— Extracted material —

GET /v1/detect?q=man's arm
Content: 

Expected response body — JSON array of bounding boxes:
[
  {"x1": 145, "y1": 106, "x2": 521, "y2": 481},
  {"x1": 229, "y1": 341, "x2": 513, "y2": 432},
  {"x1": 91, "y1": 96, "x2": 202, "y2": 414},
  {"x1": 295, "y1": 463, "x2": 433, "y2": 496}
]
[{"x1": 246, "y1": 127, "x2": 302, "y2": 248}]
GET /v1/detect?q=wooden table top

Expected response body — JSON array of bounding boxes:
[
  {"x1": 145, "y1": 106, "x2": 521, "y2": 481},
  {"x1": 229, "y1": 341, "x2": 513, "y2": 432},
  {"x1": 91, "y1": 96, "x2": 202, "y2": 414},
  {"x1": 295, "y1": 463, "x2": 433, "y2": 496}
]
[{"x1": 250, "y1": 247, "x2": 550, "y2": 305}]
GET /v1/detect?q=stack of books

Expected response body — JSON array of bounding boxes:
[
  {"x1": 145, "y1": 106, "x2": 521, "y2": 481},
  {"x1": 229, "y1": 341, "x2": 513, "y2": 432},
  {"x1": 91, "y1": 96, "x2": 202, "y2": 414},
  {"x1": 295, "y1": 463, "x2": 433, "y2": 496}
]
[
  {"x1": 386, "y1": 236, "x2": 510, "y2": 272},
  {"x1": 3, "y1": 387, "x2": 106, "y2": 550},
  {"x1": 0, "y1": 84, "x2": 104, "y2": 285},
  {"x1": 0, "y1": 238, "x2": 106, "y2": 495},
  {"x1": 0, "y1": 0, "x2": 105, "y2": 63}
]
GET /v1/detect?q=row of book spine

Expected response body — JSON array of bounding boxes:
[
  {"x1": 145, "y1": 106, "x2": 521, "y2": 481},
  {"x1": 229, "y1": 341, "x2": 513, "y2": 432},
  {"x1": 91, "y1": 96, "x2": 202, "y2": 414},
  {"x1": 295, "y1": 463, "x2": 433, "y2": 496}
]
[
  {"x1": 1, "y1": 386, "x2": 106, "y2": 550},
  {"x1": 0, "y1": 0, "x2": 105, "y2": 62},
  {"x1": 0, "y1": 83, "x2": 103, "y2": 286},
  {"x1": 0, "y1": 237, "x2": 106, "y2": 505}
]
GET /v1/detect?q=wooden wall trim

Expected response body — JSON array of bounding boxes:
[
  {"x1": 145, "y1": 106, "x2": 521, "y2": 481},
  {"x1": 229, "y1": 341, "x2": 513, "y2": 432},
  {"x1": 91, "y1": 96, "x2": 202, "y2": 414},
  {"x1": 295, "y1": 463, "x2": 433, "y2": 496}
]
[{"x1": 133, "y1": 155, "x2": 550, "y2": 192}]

— Your goal —
Count the lines of the data that contain the word "wooden", and give only that number.

— Solution to this task —
2